_Exercise requirements:_ Each of the entries should be retyped precisely as it appears.

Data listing
========================================================================

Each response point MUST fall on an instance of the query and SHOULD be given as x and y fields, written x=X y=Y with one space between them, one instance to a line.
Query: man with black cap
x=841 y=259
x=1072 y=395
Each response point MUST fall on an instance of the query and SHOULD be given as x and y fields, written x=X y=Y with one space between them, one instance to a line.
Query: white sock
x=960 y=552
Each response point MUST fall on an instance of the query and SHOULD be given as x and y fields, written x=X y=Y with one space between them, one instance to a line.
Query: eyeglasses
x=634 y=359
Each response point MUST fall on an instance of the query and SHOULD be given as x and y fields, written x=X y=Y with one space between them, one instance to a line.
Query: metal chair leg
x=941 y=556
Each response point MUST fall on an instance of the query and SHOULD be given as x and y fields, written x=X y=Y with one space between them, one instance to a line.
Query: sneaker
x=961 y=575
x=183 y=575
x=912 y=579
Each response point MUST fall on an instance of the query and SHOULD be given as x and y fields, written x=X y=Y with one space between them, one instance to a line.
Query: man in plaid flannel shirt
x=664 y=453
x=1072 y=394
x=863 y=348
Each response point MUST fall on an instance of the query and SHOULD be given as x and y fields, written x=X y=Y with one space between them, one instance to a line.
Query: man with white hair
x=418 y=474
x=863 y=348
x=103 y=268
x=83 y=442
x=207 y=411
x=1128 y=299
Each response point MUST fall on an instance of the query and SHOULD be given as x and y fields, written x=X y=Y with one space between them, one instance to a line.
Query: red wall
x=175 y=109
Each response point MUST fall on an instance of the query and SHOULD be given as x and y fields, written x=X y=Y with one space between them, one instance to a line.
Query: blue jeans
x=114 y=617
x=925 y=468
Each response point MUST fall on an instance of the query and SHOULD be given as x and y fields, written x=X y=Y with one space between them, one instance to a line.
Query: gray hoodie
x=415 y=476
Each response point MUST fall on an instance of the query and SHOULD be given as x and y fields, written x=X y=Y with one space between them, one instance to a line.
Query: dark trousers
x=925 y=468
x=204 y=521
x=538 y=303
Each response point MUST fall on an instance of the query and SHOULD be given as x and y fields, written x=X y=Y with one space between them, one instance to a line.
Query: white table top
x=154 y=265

========================================================================

_Task result:_
Each response point MUST fall on an instance of the query and SHOULD be given as x and y fields, written x=X y=Y with one space between them, one instance to a line.
Query: man with black cap
x=841 y=259
x=1072 y=395
Each response point MUST fall on an instance of the query and SHOULD be given as x and y fields, written x=X y=Y with one space between them, one instance to a line.
Query: white sock
x=960 y=552
Each response point MUST fall on an instance of the query and SHOULD be given as x and y fields, written x=X y=Y with one space between them, one instance to a line.
Query: eyeglasses
x=634 y=359
Each response point MUST fall on an instance of the query and SHOULD be given as x and y fields, written x=X y=Y with one space between them, one instance to a line.
Query: metal chair leg
x=941 y=556
Each response point MUST fall on an instance of the query and SHOULD be given as x and y fields, written x=X y=Y with one space between them, one instance to a line.
Query: sneaker
x=961 y=575
x=183 y=575
x=912 y=579
Each response point MUST fall on an instance of the query and SHOULD be given as x and y fields, written x=X y=Y with one space between them, one instance to a line.
Query: man in plaid flannel shirt
x=664 y=453
x=1072 y=394
x=863 y=348
Each response point MUST fall on an instance of the query and SHOULD be given as x and y fields, written x=X y=Y with one space between them, one instance to a line.
Query: man with white hair
x=418 y=474
x=863 y=348
x=103 y=268
x=83 y=442
x=207 y=411
x=1128 y=299
Each response point MUST fall on an instance of the query and SHOULD be given as x and y fields, written x=X y=Y with one space between them, one instance to a line.
Query: red wall
x=175 y=109
Each response point MUST fall on an instance of the query and SHOULD be given as x and y fields, written x=X y=Y with one space between them, one instance to a line.
Query: blue jeans
x=114 y=617
x=925 y=468
Each response point MUST fall on an instance of the query and SHOULD be given as x and y fields, written x=X y=Y with one space between them, one instance to a line.
Query: gray hoodie
x=415 y=476
Each response point MUST fall on an instance of the query and SHOULD be given as x and y fields, written x=X y=Y with one space between them, one instance to a line.
Query: dark trousers
x=925 y=468
x=204 y=521
x=538 y=303
Each response point MUST fall on an instance of the query and SHOULD be given as x and y fields, written x=X y=Y with one space between them, one instance to a line.
Query: white table top
x=154 y=265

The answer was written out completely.